-- 原文抜粋 --
******

図2】本開示の第3の回転する円盤状永久磁石である感温磁性体を用いた場合の実施形態に係るエネルギー変換素子の構成を示す断熱性間隙充填剤及び潤滑油を除いた上面図である。
図3】本開示の第3の回転する円盤状永久磁石である感温磁性体を用いた場合の実施形態に係るエネルギー変換素子の構成を示す上面図である。
図4】本開示の第7の回転する円盤状永久磁石である感温磁性体を用いた場合の積層素子の実施形態に係るエネルギー変換素子の構成を示す断面図である。
図5】本開示の第6の温度差入力端子を同一感温磁性体上に複数対設置した例の断熱性間隙充填剤及び潤滑油を除いた上面図である。
図6】本開示の第6の温度差入力端子を同一感温磁性体上に複数対設置した例の上面図である。
図7】本開示の第6の温度差入力端子を同一感温磁性体上に複数ペア設置した場合において、高温入力、低温入力をそれぞれ上下に分離した例の断面図である。
図8】本開示の第7の回転する円盤状永久磁石である感温磁性体を用いた場合の直列接続とする積層素子の実施形態に係るエネルギー変換素子の構成を示す断面図である。
図9】本開示の第1の回転する円盤状永久磁石である感温磁性体を用いた場合の実施形態に係るエネルギー変換素子の構成を示す断面図である。
【発明を実施するための形態】
【0019】
ここで記載している低温、高温との表現であるが、相対的なものであり、例えば低温入力が40℃、高温入力が100℃である場合など、高温入力に比較して低温であるとの要件である。高温入力に比較して低温であれば、室温よりも高温であっても構わない。

本開示の実施形態について以下の順序で説明する。
1 第1-6の実施形態
2 第7の実施形態
【0020】
<1 第1-6の実施形態>
「感温磁性体」
従来研究されている感温磁性体を用いた冷却システム(特開昭64-12852,特開2018-046036,非特許文献1)では感温磁性体として磁性流体を用いる。

******

-- 作業内容 --
1. 上の原文抜粋の「図3】本開示の第3の回転する」から「対設置した例の上面図である。」までを、一字も変えずに打ち直してください。
2. 次の(a)〜(c)が上の原文抜粋と合っているかを「はい」か「いいえ」で答え、判断の決め手となる原文抜粋の語句を正確に引用してください。(a) 低温入力は室温よりも高温であってはならない。(b) 従来研究されている冷却システムでは、感温磁性体として磁性流体を用いる。(c) 図9は、第1の実施形態に係るエネルギー変換素子の構成を示す上面図である。

-- データ一覧 --
******

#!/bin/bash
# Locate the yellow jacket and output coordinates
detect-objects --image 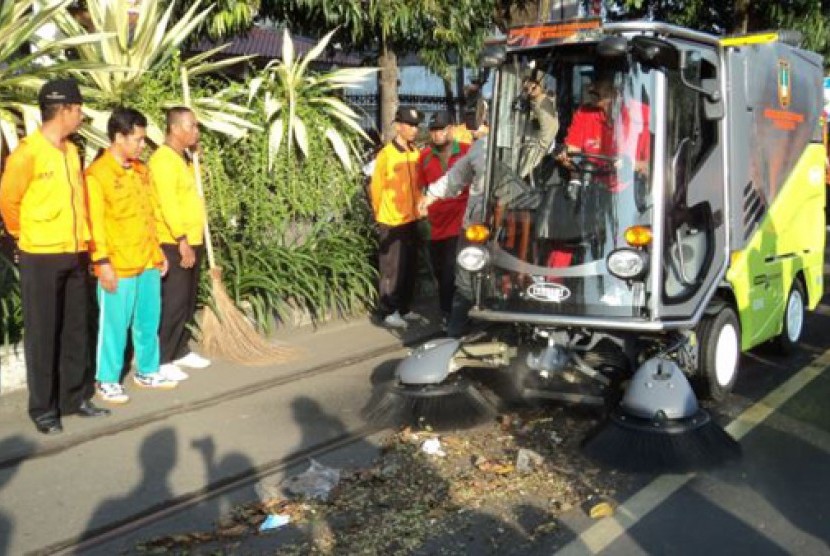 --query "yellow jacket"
[370,141,422,226]
[86,151,164,277]
[150,145,205,245]
[0,130,89,253]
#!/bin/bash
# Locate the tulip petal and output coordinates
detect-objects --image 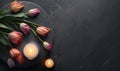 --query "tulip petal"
[7,58,15,68]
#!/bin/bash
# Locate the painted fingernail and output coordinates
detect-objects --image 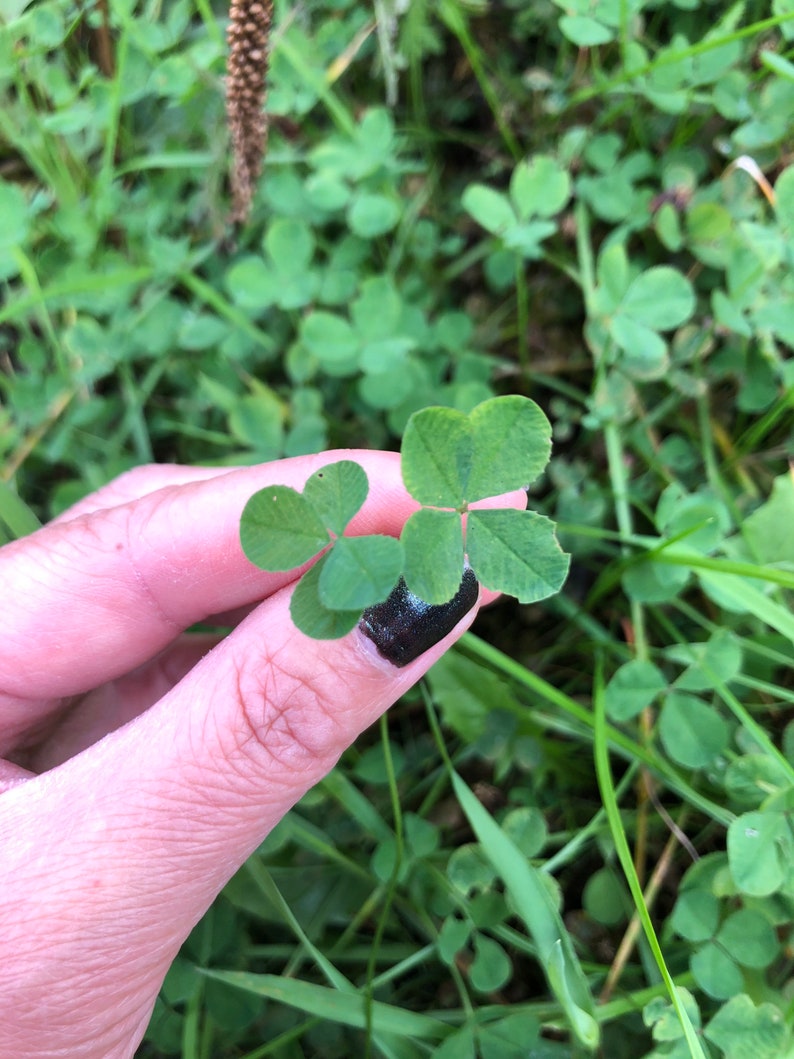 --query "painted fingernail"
[359,568,480,667]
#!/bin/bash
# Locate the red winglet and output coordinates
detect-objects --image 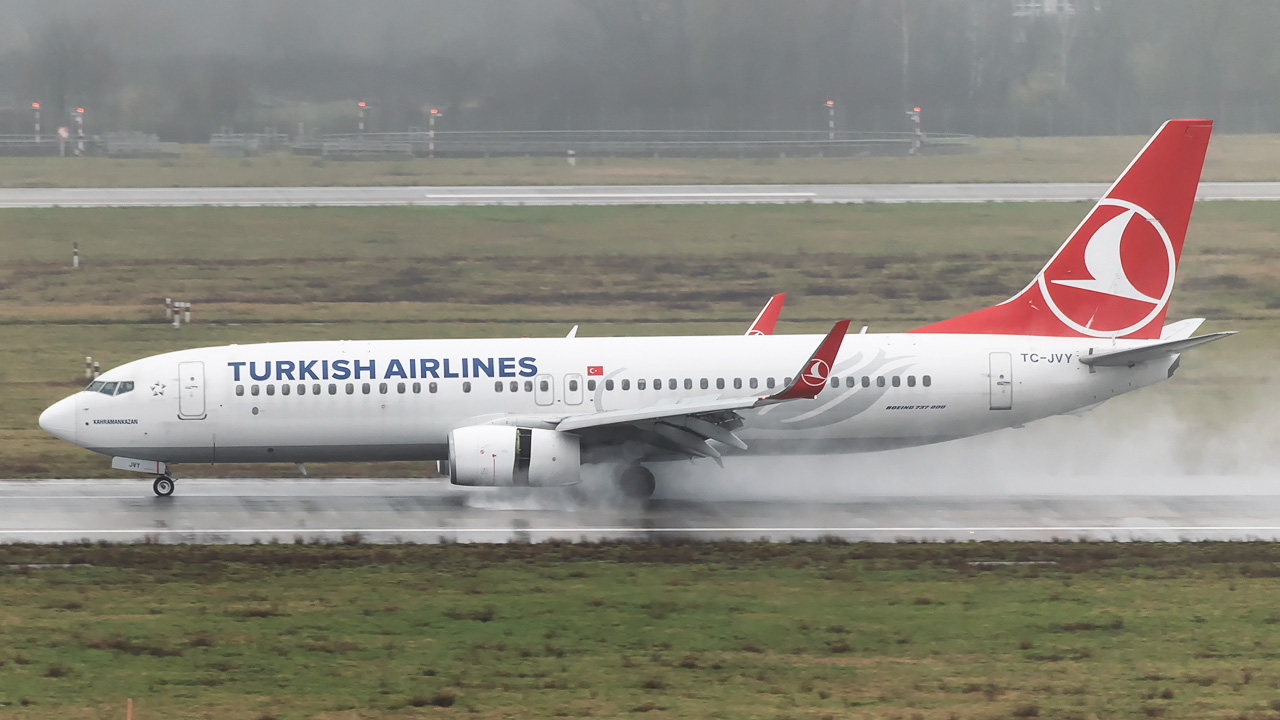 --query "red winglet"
[764,320,849,402]
[746,292,787,334]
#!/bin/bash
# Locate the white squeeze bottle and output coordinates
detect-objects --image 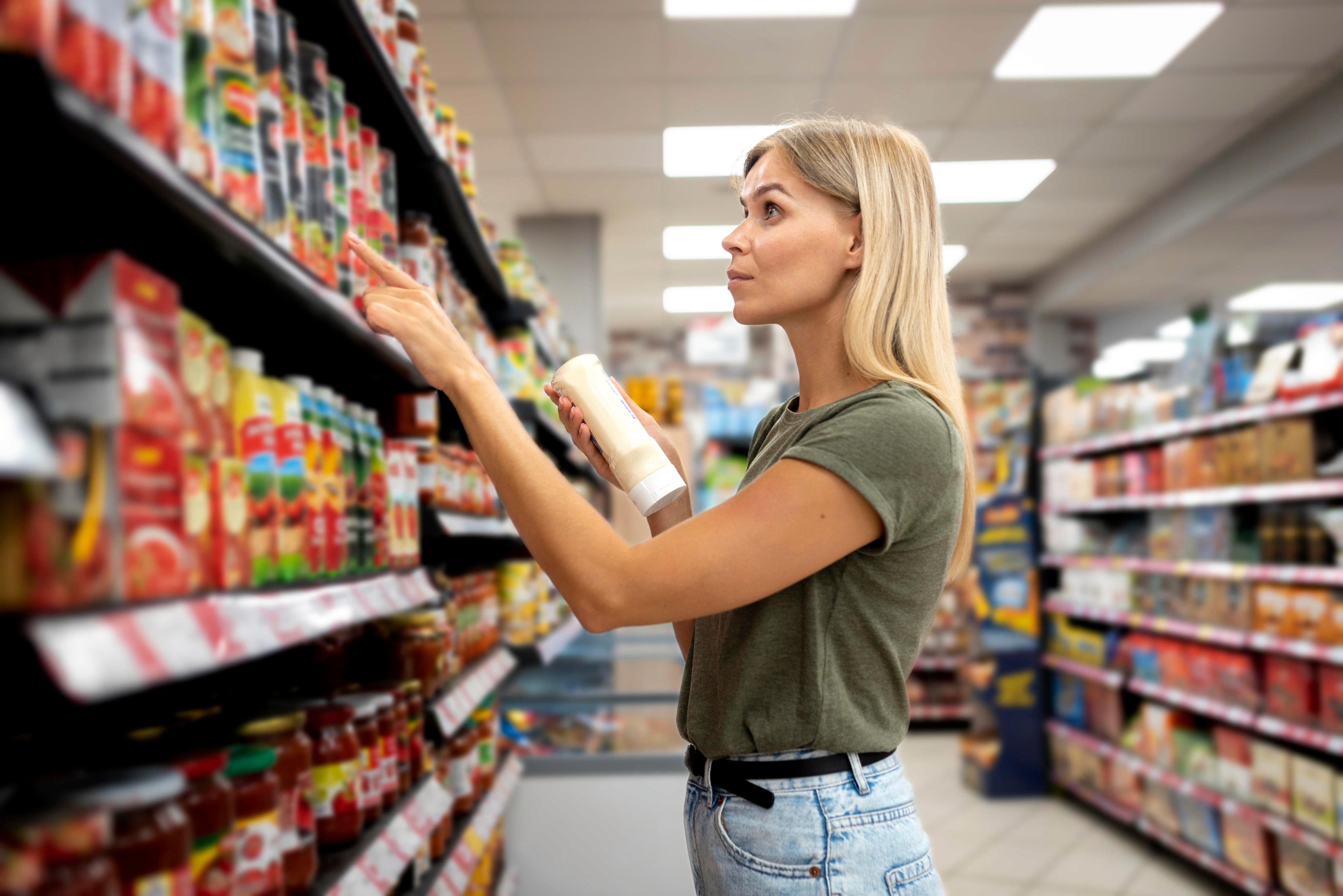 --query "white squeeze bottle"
[551,355,685,516]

******

-- 演習の解答 --
1.
図3】本開示の第3の回転する円盤状永久磁石である感温磁性体を用いた場合の実施形態に係るエネルギー変換素子の構成を示す上面図である。
図4】本開示の第7の回転する円盤状永久磁石である感温磁性体を用いた場合の積層素子の実施形態に係るエネルギー変換素子の構成を示す断面図である。
図5】本開示の第6の温度差入力端子を同一感温磁性体上に複数対設置した例の断熱性間隙充填剤及び潤滑油を除いた上面図である。
図6】本開示の第6の温度差入力端子を同一感温磁性体上に複数対設置した例の上面図である。

2.
(a) いいえ。「高温入力に比較して低温であれば、室温よりも高温であっても構わない。」
(b) はい。「感温磁性体として磁性流体を用いる。」
(c) いいえ。「本開示の第1の回転する円盤状永久磁石である感温磁性体を用いた場合の実施形態に係るエネルギー変換素子の構成を示す断面図である。」